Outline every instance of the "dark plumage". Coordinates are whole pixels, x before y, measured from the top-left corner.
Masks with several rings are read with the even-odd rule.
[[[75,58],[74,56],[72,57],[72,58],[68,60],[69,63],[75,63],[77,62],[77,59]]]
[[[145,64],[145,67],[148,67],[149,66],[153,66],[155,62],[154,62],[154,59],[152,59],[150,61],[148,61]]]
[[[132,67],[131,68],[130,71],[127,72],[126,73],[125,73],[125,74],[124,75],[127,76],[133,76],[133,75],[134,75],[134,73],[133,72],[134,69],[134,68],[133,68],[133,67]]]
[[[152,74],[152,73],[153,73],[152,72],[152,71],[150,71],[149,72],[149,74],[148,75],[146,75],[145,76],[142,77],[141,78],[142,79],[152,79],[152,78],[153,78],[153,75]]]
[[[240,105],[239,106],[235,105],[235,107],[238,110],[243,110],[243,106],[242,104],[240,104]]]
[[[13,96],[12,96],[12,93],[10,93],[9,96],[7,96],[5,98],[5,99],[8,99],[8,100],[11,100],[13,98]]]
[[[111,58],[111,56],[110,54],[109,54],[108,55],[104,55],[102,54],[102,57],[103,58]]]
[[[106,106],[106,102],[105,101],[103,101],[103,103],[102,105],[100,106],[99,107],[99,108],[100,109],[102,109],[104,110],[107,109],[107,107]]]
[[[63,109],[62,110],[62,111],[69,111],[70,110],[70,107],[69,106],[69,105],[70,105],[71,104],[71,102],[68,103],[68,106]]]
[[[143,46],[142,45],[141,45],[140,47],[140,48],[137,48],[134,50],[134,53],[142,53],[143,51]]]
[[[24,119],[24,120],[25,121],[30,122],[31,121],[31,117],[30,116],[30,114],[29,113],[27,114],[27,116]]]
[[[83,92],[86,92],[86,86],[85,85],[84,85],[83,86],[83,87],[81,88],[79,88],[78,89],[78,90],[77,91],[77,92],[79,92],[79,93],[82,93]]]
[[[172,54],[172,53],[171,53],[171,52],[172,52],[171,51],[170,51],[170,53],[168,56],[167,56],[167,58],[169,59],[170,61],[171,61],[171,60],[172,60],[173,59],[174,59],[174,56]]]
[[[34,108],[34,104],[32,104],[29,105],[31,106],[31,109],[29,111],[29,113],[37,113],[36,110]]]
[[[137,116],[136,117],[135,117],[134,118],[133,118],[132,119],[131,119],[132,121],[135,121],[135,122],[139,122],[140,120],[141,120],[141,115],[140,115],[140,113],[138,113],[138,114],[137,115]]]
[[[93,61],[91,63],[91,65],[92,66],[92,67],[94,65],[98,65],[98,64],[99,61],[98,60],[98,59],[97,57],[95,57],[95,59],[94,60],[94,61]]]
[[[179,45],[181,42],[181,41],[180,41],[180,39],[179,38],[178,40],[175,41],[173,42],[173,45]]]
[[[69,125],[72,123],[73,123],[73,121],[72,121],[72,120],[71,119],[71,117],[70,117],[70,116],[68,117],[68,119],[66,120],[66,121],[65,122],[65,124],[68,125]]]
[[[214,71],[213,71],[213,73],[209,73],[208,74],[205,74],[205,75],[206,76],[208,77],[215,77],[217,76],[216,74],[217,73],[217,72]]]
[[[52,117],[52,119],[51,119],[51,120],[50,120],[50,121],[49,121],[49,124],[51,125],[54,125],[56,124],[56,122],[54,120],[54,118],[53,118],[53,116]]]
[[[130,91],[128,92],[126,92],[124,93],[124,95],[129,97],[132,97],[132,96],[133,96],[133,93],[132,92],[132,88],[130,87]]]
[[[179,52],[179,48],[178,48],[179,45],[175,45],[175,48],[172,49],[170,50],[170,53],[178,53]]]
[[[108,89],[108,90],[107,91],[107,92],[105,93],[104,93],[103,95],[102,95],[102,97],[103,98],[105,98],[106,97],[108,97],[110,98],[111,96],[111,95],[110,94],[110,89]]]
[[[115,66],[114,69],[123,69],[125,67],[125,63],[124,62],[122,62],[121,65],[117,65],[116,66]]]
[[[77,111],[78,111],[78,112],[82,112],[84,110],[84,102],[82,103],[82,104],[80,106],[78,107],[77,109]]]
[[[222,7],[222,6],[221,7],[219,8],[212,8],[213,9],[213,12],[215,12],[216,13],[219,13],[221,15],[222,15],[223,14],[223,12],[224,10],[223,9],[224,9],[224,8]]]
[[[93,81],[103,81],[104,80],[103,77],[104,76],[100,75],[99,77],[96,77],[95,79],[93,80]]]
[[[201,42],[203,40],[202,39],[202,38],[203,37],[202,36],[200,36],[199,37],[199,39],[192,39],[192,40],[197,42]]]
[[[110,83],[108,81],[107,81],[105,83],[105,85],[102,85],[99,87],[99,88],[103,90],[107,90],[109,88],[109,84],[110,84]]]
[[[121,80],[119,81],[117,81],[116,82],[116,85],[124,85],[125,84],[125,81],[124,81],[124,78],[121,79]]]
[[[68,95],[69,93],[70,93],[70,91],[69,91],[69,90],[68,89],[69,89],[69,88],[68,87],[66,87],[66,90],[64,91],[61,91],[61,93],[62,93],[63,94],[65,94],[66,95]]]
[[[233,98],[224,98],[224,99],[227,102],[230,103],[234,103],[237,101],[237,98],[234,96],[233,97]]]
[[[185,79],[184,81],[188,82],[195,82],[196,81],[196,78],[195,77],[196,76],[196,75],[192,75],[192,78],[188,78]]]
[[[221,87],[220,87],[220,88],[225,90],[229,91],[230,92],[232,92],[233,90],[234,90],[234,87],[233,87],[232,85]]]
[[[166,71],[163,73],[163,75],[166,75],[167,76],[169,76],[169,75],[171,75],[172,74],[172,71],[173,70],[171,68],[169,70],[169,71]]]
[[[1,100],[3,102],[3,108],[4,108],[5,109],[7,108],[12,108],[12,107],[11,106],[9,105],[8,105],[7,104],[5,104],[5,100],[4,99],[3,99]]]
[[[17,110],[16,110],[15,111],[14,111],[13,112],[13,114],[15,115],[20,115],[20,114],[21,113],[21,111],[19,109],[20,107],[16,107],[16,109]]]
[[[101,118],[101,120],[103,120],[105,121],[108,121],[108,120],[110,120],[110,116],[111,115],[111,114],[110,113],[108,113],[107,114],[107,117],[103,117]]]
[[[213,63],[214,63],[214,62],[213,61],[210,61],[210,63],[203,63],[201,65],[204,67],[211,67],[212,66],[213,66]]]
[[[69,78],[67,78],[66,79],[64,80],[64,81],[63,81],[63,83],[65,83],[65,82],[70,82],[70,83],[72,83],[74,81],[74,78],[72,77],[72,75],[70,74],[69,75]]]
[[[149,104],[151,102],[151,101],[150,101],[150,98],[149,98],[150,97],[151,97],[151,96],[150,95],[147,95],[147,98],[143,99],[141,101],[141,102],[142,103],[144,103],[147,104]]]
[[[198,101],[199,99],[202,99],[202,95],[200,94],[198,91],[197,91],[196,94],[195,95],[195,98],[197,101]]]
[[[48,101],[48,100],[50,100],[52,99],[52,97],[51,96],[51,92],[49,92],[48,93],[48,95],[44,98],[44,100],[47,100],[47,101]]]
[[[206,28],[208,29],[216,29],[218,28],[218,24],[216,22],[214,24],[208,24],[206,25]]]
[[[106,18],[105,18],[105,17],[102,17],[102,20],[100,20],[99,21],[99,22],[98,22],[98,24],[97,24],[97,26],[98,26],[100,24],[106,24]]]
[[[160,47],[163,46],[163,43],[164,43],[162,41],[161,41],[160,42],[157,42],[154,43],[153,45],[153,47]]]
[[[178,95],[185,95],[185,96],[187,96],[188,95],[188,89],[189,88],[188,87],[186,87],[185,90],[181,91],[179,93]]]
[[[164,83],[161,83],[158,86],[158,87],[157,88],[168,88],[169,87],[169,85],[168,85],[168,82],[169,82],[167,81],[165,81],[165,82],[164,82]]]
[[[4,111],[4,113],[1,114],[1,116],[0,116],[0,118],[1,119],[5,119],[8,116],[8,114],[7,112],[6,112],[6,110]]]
* * * * *
**WHAT THIS TASK INVOLVES**
List every line in the entries above that contains the string "dark", matching case exactly.

**WORKED ANSWER**
Outline every instance of the "dark plumage". Coordinates are whole pixels, x before y, measured from the top-left corner.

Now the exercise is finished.